#### What to produce:
Reproduce every line of each row below word for word, omitting the pictures.

[Rows from a collection]
========
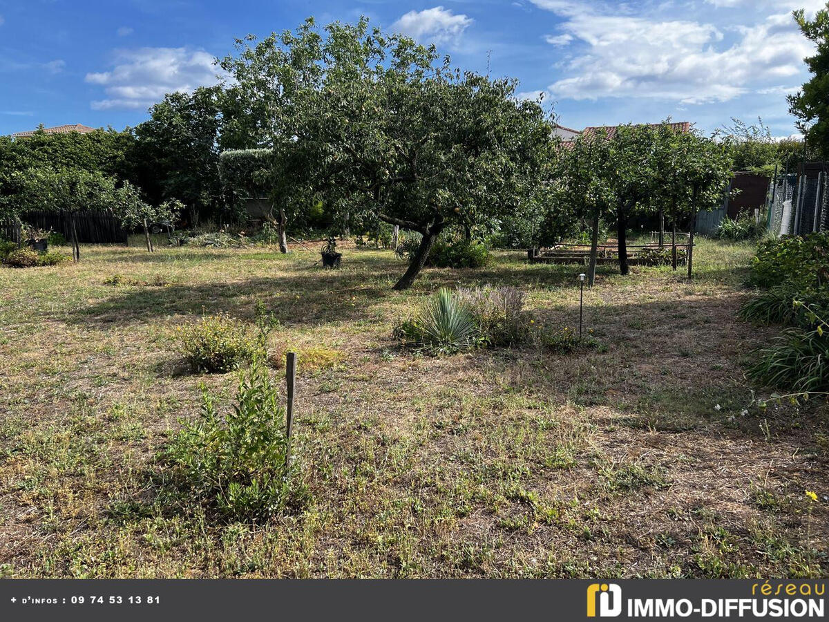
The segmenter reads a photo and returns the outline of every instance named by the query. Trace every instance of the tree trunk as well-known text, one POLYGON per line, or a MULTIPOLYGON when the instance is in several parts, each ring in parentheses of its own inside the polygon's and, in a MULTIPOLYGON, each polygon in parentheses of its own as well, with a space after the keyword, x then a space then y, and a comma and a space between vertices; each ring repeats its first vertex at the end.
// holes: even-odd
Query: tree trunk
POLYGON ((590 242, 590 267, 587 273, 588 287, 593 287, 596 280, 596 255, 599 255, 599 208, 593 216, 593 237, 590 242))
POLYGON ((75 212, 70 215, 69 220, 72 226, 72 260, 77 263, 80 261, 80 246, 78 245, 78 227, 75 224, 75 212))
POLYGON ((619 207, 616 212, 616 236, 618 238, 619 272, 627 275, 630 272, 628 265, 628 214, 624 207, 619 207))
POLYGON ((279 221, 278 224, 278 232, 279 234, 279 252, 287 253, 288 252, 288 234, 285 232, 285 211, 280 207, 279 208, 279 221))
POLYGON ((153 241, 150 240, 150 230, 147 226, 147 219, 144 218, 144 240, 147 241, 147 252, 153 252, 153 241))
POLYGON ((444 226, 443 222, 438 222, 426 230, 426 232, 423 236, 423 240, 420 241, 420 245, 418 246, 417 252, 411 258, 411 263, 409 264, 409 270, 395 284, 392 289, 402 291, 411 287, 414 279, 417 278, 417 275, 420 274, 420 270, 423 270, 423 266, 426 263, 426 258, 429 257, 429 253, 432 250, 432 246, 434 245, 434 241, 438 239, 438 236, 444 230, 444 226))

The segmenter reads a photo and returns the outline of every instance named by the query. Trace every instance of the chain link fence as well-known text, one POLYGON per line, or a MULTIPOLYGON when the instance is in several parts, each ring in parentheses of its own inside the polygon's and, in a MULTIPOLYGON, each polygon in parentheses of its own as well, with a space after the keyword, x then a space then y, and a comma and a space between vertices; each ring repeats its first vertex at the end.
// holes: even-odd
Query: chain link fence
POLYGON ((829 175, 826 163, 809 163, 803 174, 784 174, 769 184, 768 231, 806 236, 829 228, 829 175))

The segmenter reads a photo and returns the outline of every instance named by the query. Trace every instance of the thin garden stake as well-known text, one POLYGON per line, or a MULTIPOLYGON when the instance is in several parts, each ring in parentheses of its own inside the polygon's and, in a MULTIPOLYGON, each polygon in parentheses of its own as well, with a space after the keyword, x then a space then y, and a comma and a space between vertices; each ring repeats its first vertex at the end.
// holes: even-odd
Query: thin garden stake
========
#### Correct result:
The segmenter reads a photo and returns the outline of every instance named by the query. Trace every instance of the tree trunk as well-known text, one POLYGON per line, or a MULTIPOLYGON when the instance is in several parts, each ring in parentheses of its own inside the polygon's and, in a MULTIPOLYGON, each polygon in parentheses of its own as well, with a space after the keyword, x then a space then y, and a comma and a space between vertices; each ring repeats its first vertex at the end.
// holes: even-odd
Query: tree trunk
POLYGON ((590 242, 590 267, 587 273, 588 287, 593 287, 596 280, 596 255, 599 255, 599 208, 593 216, 593 237, 590 242))
POLYGON ((75 212, 70 215, 69 220, 72 226, 72 260, 77 263, 80 261, 80 246, 78 245, 78 227, 75 224, 75 212))
POLYGON ((619 207, 616 212, 616 236, 618 238, 619 272, 627 275, 630 272, 628 265, 628 214, 624 207, 619 207))
POLYGON ((279 221, 278 224, 278 232, 279 234, 279 252, 287 253, 288 252, 288 234, 285 232, 285 211, 280 207, 279 208, 279 221))
POLYGON ((153 241, 150 240, 150 230, 147 226, 147 219, 144 218, 144 240, 147 241, 147 252, 153 252, 153 241))
POLYGON ((444 226, 443 222, 438 222, 426 230, 426 232, 423 236, 423 240, 420 241, 420 245, 418 246, 417 252, 411 258, 411 263, 409 264, 409 270, 395 284, 392 289, 402 291, 411 287, 414 279, 417 278, 417 275, 420 274, 420 270, 423 270, 423 266, 426 263, 426 258, 429 257, 429 253, 432 250, 432 246, 434 245, 434 241, 438 239, 438 236, 444 230, 444 226))

The segmenter reads a photo and returns the outline of every instance named by the query. Trace every instance of the chain link fence as well-known text, one POLYGON per line, or a MULTIPOLYGON when the instance is in several parts, each ring in parentheses of its own inside the polygon's and, in a MULTIPOLYGON, each polygon in parentheses of its own as well, with a space after the keyword, x then a space then y, and a comma and a space between vertices; each ring repeats its first vertex at the end.
// holes: even-odd
Query: chain link fence
POLYGON ((829 175, 826 163, 809 163, 803 174, 784 174, 769 184, 768 231, 806 236, 829 228, 829 175))

The segmenter reads a photo and returns the outline of every instance named by the query. Trace every instance of the thin garden stake as well-known text, one POLYGON per line, or a MULTIPOLYGON when the instance is in several parts, each ring in parentheses of its own inside the polygon's and, in a MULTIPOLYGON, each polygon in parentheses of its own as well, with a space after the keyword, x then a space then y, and a comma and a space between vertices; each ring repeats its first vertex at the end.
// holes: even-odd
Query: thin garden stake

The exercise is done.